Record extracts:
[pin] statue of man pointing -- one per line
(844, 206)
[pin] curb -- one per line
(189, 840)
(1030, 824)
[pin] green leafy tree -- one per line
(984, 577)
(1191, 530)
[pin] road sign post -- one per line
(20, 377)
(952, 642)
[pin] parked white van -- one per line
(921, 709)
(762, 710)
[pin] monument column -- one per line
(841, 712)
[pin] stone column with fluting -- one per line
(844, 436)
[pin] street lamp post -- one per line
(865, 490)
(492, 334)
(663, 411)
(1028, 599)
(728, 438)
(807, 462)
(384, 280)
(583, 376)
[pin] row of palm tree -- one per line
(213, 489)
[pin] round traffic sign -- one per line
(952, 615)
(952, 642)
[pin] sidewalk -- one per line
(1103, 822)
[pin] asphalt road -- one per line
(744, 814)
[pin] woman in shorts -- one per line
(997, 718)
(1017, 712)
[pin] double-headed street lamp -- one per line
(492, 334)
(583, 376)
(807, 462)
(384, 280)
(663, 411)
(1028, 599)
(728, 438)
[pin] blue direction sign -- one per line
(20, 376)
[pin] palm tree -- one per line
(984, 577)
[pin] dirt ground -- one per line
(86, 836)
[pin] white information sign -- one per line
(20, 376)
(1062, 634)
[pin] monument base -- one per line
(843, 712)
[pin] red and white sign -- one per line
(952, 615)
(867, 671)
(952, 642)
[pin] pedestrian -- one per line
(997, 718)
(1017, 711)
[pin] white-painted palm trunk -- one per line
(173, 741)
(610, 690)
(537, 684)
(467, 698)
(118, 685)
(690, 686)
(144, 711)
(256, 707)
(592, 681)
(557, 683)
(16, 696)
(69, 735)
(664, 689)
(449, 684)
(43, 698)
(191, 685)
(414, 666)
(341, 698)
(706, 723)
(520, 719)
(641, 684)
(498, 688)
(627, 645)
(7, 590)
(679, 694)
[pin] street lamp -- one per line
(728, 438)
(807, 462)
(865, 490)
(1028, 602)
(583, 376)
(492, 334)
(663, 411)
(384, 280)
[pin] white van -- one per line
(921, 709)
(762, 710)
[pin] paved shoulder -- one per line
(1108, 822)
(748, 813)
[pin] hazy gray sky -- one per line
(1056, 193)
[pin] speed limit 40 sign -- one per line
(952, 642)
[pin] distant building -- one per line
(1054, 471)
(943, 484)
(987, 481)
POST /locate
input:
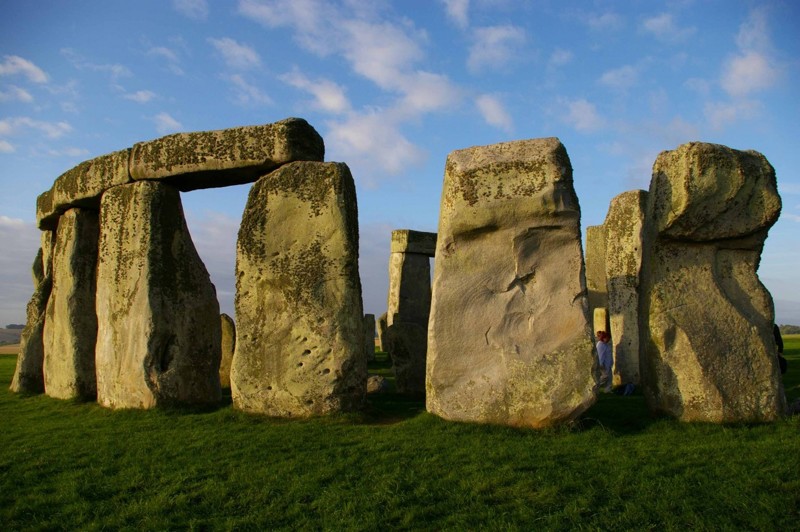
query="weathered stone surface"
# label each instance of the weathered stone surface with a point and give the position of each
(409, 241)
(82, 186)
(225, 157)
(707, 319)
(600, 320)
(509, 339)
(409, 304)
(596, 266)
(369, 336)
(28, 375)
(158, 338)
(624, 223)
(70, 328)
(300, 340)
(228, 347)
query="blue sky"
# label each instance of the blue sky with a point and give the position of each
(393, 87)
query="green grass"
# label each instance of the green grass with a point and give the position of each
(70, 465)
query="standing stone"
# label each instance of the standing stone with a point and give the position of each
(369, 336)
(228, 328)
(596, 267)
(382, 338)
(509, 339)
(706, 318)
(70, 328)
(158, 338)
(409, 305)
(300, 339)
(28, 375)
(623, 224)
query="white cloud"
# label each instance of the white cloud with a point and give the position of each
(329, 96)
(194, 9)
(166, 124)
(171, 56)
(720, 114)
(53, 130)
(581, 114)
(560, 57)
(748, 73)
(247, 94)
(140, 96)
(621, 78)
(115, 71)
(13, 64)
(664, 28)
(494, 46)
(603, 21)
(372, 141)
(15, 93)
(236, 56)
(458, 12)
(494, 112)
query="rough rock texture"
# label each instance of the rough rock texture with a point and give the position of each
(409, 241)
(158, 338)
(369, 336)
(70, 329)
(624, 223)
(707, 319)
(509, 339)
(82, 186)
(228, 343)
(28, 375)
(600, 320)
(300, 339)
(596, 266)
(225, 157)
(409, 304)
(382, 339)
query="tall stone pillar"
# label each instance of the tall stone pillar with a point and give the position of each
(28, 375)
(509, 340)
(158, 337)
(409, 305)
(70, 329)
(706, 328)
(300, 339)
(623, 262)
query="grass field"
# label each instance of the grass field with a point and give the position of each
(70, 465)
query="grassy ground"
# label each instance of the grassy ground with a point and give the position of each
(68, 465)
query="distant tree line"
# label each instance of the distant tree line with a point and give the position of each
(789, 329)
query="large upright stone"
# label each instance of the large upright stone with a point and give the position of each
(596, 267)
(409, 305)
(300, 340)
(708, 351)
(225, 157)
(509, 339)
(158, 338)
(28, 375)
(228, 343)
(70, 328)
(623, 224)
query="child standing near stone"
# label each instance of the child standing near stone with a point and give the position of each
(606, 360)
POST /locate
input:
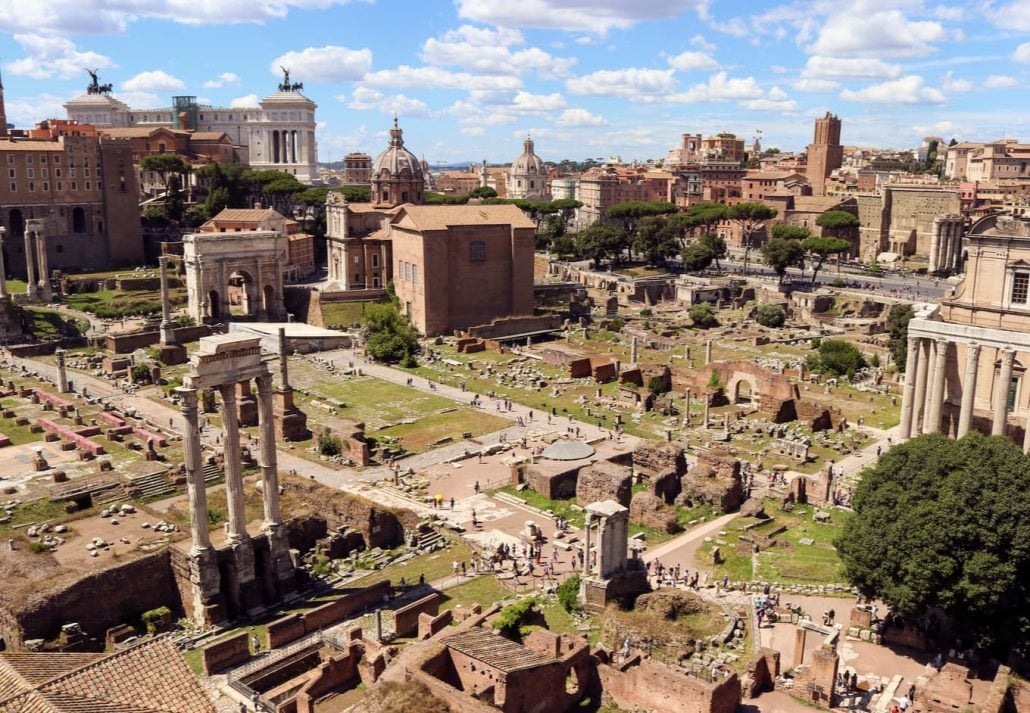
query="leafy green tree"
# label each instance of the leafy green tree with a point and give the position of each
(655, 240)
(702, 314)
(165, 165)
(563, 246)
(942, 523)
(174, 203)
(770, 314)
(389, 337)
(750, 216)
(599, 242)
(897, 327)
(836, 358)
(821, 247)
(781, 253)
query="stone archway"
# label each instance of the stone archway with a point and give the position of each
(239, 273)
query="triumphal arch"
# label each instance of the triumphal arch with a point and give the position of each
(230, 579)
(235, 274)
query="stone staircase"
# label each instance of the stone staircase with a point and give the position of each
(151, 484)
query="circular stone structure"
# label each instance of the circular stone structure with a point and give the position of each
(568, 450)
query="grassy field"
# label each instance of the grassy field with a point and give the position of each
(789, 562)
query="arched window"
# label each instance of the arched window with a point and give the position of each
(78, 221)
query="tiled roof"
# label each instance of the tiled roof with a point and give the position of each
(148, 678)
(494, 650)
(443, 216)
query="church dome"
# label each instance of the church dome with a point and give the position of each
(397, 161)
(528, 164)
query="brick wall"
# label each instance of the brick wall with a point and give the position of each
(226, 653)
(406, 618)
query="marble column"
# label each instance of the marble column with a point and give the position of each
(907, 393)
(3, 270)
(968, 389)
(234, 468)
(45, 293)
(937, 393)
(269, 464)
(167, 327)
(1001, 393)
(195, 469)
(919, 398)
(32, 290)
(586, 546)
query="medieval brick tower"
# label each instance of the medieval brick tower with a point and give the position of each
(825, 153)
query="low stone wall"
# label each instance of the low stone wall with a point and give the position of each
(294, 626)
(406, 618)
(226, 653)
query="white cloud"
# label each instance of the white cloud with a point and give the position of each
(435, 77)
(598, 17)
(488, 52)
(105, 18)
(815, 86)
(54, 57)
(907, 90)
(999, 81)
(157, 80)
(224, 79)
(366, 98)
(579, 117)
(887, 33)
(25, 111)
(721, 88)
(537, 103)
(331, 63)
(819, 67)
(248, 102)
(950, 83)
(1013, 15)
(642, 85)
(692, 61)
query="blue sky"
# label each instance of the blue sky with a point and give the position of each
(469, 78)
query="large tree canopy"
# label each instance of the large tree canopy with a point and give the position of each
(947, 523)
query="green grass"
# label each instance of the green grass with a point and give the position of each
(434, 566)
(484, 590)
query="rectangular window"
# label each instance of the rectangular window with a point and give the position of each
(1021, 285)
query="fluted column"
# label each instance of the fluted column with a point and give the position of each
(3, 271)
(919, 398)
(269, 462)
(234, 467)
(30, 265)
(908, 389)
(167, 328)
(1001, 393)
(937, 393)
(195, 469)
(586, 546)
(968, 389)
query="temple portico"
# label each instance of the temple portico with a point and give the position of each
(960, 376)
(225, 362)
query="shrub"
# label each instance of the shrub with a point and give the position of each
(513, 616)
(569, 593)
(329, 444)
(702, 315)
(769, 314)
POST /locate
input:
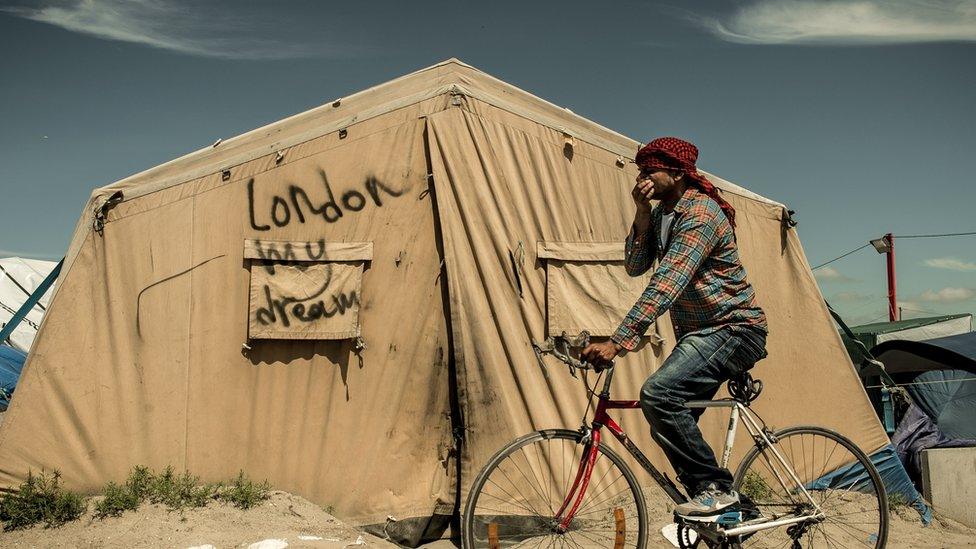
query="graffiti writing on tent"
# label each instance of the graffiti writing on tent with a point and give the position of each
(287, 253)
(323, 302)
(296, 204)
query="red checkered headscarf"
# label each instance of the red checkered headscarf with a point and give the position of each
(671, 153)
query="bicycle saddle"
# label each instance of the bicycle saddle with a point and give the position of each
(744, 388)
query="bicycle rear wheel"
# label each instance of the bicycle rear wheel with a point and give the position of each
(839, 477)
(521, 495)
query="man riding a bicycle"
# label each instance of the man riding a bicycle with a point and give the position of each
(720, 330)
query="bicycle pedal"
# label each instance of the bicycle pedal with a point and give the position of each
(728, 518)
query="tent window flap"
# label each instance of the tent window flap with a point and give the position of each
(587, 287)
(305, 290)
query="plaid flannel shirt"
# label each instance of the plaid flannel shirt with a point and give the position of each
(699, 278)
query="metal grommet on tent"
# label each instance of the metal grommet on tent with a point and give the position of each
(100, 212)
(788, 219)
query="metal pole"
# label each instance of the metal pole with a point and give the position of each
(893, 313)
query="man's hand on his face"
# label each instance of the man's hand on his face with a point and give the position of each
(601, 353)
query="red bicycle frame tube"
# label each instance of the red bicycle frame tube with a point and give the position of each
(588, 459)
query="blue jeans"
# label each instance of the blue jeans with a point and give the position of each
(695, 370)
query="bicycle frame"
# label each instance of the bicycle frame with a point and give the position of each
(739, 411)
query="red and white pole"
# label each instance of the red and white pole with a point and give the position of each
(892, 298)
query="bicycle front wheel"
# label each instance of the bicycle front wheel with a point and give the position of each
(524, 493)
(838, 477)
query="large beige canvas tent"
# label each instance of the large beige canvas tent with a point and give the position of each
(344, 302)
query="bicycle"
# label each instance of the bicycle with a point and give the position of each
(800, 486)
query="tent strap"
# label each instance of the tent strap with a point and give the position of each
(33, 300)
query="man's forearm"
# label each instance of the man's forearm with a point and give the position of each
(642, 223)
(639, 249)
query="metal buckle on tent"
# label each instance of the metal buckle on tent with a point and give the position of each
(788, 219)
(100, 212)
(545, 347)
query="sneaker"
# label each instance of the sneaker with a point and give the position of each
(712, 505)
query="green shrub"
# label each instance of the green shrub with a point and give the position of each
(179, 491)
(118, 499)
(896, 500)
(755, 487)
(40, 499)
(244, 493)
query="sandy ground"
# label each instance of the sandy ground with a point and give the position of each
(297, 522)
(905, 528)
(284, 517)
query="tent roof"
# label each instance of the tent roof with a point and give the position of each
(450, 77)
(957, 352)
(898, 325)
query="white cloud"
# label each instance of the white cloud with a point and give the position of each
(950, 263)
(831, 274)
(28, 255)
(846, 22)
(162, 24)
(948, 295)
(851, 296)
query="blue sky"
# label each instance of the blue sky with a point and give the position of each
(858, 114)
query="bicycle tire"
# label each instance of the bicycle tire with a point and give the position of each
(855, 503)
(519, 521)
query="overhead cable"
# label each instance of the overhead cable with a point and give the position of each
(841, 257)
(935, 235)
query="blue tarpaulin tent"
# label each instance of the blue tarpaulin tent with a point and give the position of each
(11, 363)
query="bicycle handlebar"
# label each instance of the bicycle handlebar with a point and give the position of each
(565, 355)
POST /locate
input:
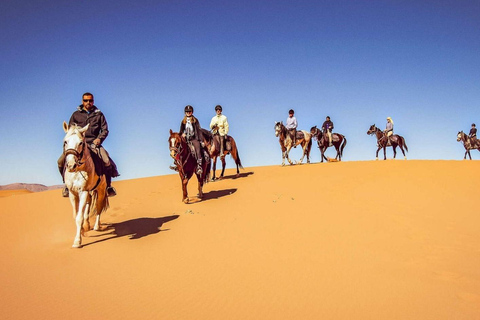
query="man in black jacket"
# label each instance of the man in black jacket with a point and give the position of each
(97, 132)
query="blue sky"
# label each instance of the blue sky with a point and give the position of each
(356, 61)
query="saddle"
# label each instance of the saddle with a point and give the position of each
(100, 168)
(228, 143)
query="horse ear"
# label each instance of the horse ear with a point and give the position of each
(82, 130)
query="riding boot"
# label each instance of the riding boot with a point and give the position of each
(111, 192)
(222, 146)
(199, 167)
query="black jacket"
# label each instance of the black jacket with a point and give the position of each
(196, 128)
(98, 127)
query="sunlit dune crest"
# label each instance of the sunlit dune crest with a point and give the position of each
(344, 240)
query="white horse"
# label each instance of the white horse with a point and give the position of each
(87, 190)
(304, 139)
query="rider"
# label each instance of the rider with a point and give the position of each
(219, 126)
(473, 134)
(291, 126)
(328, 127)
(190, 130)
(389, 129)
(97, 132)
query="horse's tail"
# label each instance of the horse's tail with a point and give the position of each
(404, 144)
(235, 154)
(344, 143)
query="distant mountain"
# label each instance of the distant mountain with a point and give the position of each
(33, 187)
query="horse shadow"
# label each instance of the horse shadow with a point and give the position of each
(236, 176)
(215, 194)
(134, 229)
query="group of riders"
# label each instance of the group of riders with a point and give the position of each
(190, 129)
(97, 132)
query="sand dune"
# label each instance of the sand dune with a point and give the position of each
(347, 240)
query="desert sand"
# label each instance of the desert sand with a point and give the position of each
(346, 240)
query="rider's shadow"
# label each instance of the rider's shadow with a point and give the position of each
(215, 194)
(135, 228)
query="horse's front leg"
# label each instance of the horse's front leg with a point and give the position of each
(224, 163)
(184, 189)
(82, 195)
(376, 156)
(214, 167)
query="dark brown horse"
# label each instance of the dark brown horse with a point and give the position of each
(187, 164)
(212, 142)
(468, 144)
(382, 142)
(338, 141)
(303, 138)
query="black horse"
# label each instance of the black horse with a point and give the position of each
(382, 142)
(338, 141)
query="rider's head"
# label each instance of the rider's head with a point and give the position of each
(87, 101)
(188, 110)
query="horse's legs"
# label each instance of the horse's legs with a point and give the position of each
(214, 166)
(77, 242)
(200, 186)
(184, 189)
(376, 156)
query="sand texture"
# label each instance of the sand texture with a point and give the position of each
(346, 240)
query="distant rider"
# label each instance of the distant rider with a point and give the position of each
(291, 126)
(327, 127)
(389, 129)
(219, 126)
(97, 132)
(190, 130)
(473, 135)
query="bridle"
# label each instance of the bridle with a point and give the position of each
(78, 155)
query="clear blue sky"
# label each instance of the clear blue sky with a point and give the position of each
(357, 61)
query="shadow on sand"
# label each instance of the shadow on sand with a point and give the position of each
(234, 176)
(134, 229)
(215, 194)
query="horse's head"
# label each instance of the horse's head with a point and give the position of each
(372, 129)
(73, 145)
(175, 143)
(278, 128)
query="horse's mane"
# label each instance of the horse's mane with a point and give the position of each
(207, 134)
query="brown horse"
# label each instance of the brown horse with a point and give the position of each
(187, 164)
(395, 140)
(468, 144)
(338, 141)
(303, 138)
(212, 142)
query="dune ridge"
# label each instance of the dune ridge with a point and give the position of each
(362, 240)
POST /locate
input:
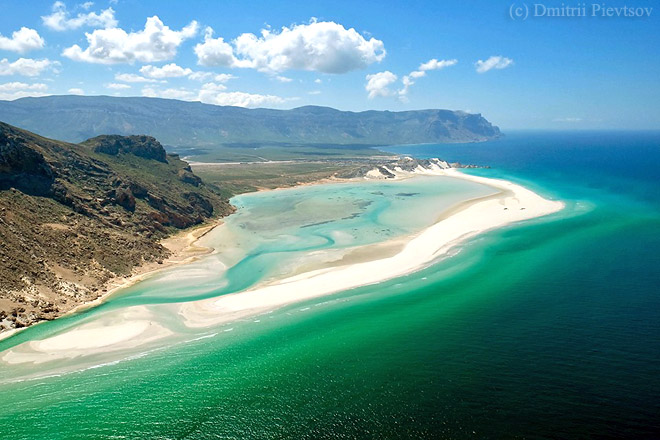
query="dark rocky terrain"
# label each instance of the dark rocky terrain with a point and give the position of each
(73, 216)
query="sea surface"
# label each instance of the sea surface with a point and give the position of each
(545, 329)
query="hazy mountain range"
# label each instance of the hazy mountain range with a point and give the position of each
(193, 124)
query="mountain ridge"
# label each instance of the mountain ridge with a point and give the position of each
(195, 124)
(75, 216)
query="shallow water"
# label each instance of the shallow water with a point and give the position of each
(547, 329)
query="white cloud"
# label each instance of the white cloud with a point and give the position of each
(378, 84)
(437, 65)
(318, 46)
(131, 77)
(181, 94)
(15, 90)
(242, 99)
(167, 71)
(408, 80)
(61, 20)
(156, 42)
(215, 51)
(206, 76)
(214, 93)
(117, 86)
(22, 40)
(201, 76)
(569, 120)
(25, 66)
(494, 62)
(224, 77)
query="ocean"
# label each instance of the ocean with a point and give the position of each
(545, 329)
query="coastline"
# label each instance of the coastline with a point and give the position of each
(182, 251)
(512, 203)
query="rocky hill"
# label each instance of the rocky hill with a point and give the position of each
(193, 124)
(73, 216)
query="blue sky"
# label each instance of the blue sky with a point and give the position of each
(538, 72)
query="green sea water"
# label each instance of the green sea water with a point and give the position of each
(545, 329)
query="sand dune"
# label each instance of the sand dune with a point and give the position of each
(136, 326)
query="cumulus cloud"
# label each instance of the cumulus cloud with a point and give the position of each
(215, 52)
(131, 77)
(326, 47)
(223, 77)
(156, 42)
(117, 86)
(181, 94)
(167, 71)
(214, 93)
(207, 76)
(22, 40)
(436, 65)
(25, 66)
(242, 99)
(15, 90)
(378, 84)
(433, 64)
(61, 20)
(569, 120)
(494, 62)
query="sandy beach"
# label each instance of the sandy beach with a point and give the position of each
(134, 327)
(513, 203)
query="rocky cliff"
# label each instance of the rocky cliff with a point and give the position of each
(74, 216)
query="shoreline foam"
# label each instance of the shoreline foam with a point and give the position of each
(513, 203)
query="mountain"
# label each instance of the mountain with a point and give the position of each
(193, 124)
(73, 216)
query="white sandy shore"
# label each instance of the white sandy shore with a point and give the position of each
(513, 204)
(135, 327)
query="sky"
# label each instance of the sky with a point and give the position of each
(522, 65)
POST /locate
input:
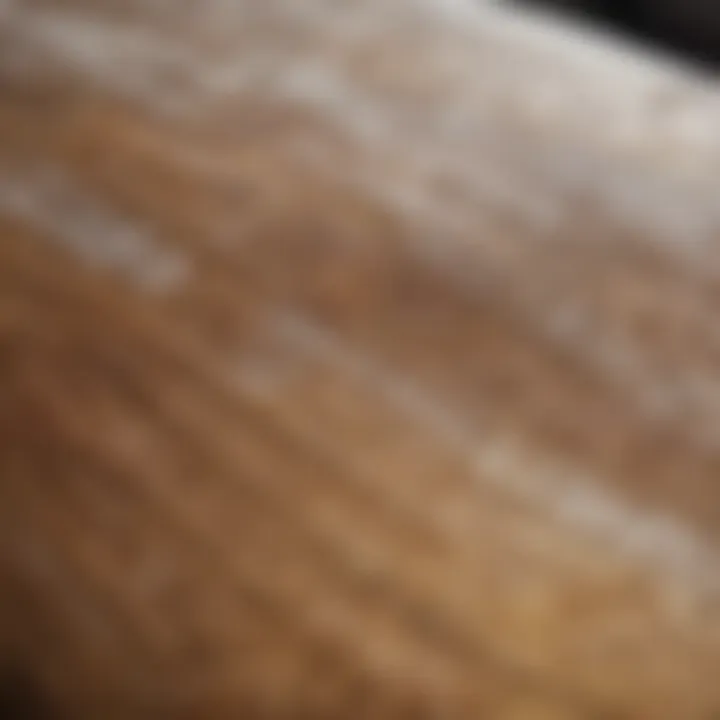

What you need to do: Return the items word for word, from the first line at the top through the line containing "(1017, 711)", including that line.

Full solution:
[pin] statue of man pointing -- one per line
(844, 206)
[pin] curb -- one per line
(189, 840)
(1030, 824)
[pin] green leafy tree -- one per line
(984, 577)
(1191, 530)
[pin] road sign post -- one per line
(20, 377)
(952, 642)
[pin] parked white van -- one per line
(921, 709)
(762, 710)
[pin] monument column -- one per line
(841, 712)
[pin] stone column with fluting -- one per line
(844, 436)
[pin] street lamp post -- one per line
(865, 490)
(492, 334)
(663, 411)
(1028, 599)
(728, 438)
(807, 462)
(384, 280)
(583, 376)
[pin] row of palm tree -- one per line
(213, 489)
[pin] round traffic sign -- one per line
(952, 615)
(952, 642)
[pin] sidewalk -- one per line
(1103, 822)
[pin] asphalt road -- one per line
(744, 814)
[pin] woman in shorts -- one per line
(997, 718)
(1017, 712)
[pin] double-headed street lamp -- one per line
(492, 334)
(583, 376)
(807, 462)
(384, 280)
(663, 411)
(1028, 599)
(728, 438)
[pin] blue direction sign -- one per line
(20, 376)
[pin] palm tree -- one per line
(984, 577)
[pin] dirt ground -- one per line
(86, 836)
[pin] white information sign -- one per line
(20, 376)
(1062, 634)
[pin] monument base -- one per line
(843, 712)
[pin] red and white sign -- one per line
(952, 615)
(867, 671)
(952, 642)
[pin] pedestrian -- one per line
(997, 718)
(1017, 711)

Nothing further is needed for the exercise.